═══ TASK DATA
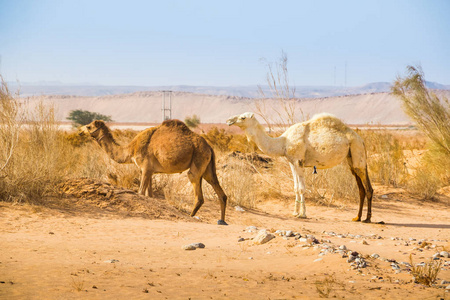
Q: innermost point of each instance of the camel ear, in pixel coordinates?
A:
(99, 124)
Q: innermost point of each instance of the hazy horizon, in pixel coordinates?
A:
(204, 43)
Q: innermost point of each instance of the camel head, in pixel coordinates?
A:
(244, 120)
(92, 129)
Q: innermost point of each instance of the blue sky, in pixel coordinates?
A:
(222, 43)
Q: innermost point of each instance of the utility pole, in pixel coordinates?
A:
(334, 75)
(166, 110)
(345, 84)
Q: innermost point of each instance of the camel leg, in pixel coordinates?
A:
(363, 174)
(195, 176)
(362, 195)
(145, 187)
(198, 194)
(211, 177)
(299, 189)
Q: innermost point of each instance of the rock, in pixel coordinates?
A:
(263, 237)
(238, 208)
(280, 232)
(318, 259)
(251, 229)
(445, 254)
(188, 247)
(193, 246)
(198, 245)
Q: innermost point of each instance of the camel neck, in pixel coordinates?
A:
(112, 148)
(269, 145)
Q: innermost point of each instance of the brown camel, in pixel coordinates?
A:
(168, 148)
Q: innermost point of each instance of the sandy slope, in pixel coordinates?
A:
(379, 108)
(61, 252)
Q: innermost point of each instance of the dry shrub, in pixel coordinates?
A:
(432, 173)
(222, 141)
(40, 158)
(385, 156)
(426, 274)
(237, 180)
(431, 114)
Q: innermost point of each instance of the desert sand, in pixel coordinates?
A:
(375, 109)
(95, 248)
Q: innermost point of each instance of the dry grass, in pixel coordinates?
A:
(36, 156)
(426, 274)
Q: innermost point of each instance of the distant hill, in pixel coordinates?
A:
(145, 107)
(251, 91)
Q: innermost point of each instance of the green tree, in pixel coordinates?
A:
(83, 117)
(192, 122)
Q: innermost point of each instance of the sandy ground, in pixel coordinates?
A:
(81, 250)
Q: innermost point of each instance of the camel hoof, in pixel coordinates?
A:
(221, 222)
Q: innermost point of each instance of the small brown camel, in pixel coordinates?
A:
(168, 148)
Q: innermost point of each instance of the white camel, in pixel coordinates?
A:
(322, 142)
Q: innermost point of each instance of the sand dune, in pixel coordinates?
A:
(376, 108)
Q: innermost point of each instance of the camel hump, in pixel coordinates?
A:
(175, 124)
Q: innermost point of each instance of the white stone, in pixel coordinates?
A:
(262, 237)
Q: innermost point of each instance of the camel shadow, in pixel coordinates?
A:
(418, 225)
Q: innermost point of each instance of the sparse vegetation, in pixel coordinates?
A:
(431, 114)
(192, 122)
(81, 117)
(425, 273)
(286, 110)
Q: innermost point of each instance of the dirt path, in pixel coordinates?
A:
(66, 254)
══════
═══ TASK DATA
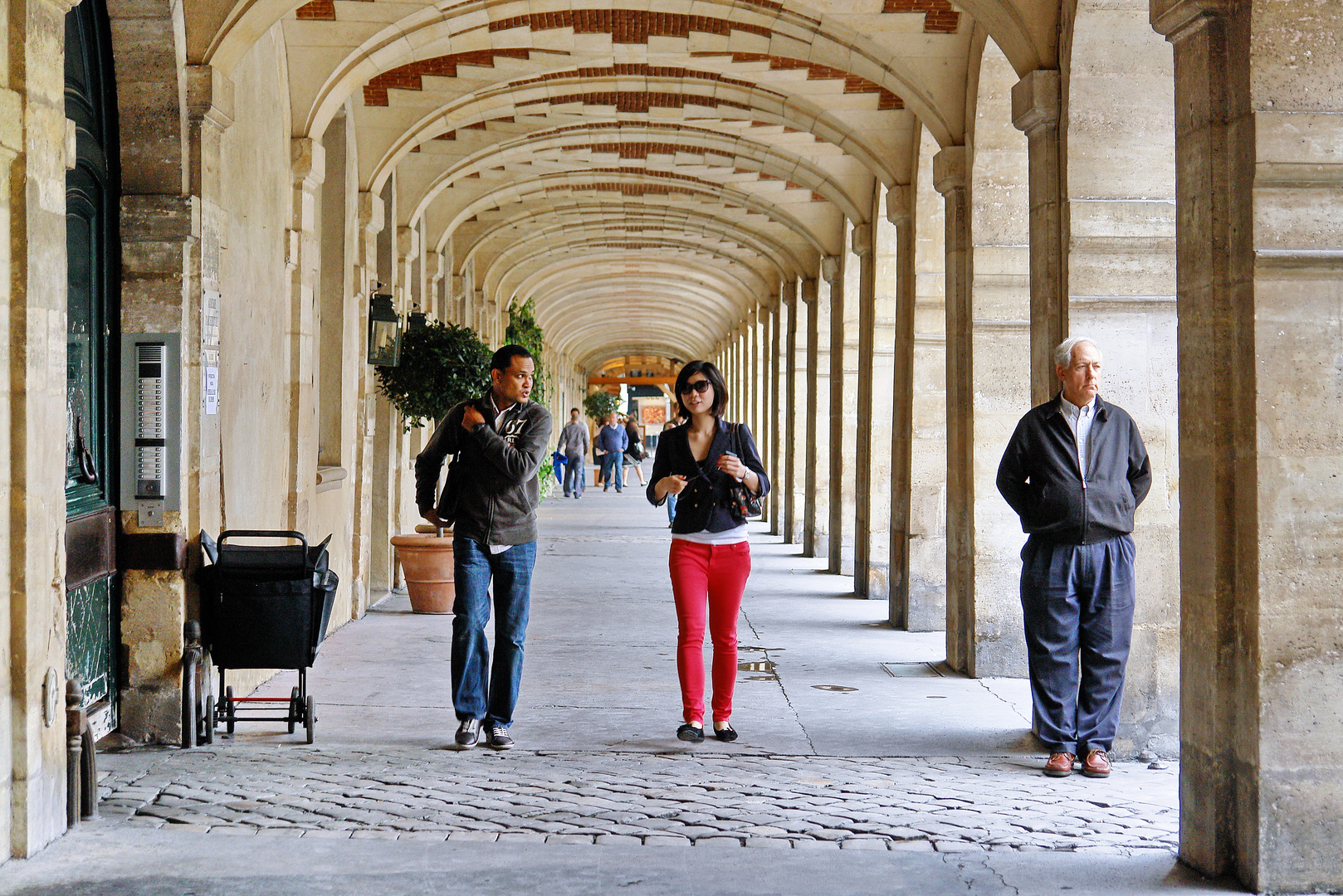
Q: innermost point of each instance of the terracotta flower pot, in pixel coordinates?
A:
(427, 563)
══════
GOAL OF THE EXERCISE: Within the data above, the lines from the one with "Q: innermost point of each instance of the small" to the one with "Q: innermost point of each instance of the sand dune, in" must be repeated exactly; no other line belongs in the answer.

ANSWER TO THE PROBLEM:
Q: innermost point of each instance of the small brown camel, in pixel coordinates?
A:
(168, 148)
Q: innermost point of each instance of the white camel, in pixel coordinates?
A:
(322, 142)
Q: innermost point of each instance of the sand dune, in pixel coordinates?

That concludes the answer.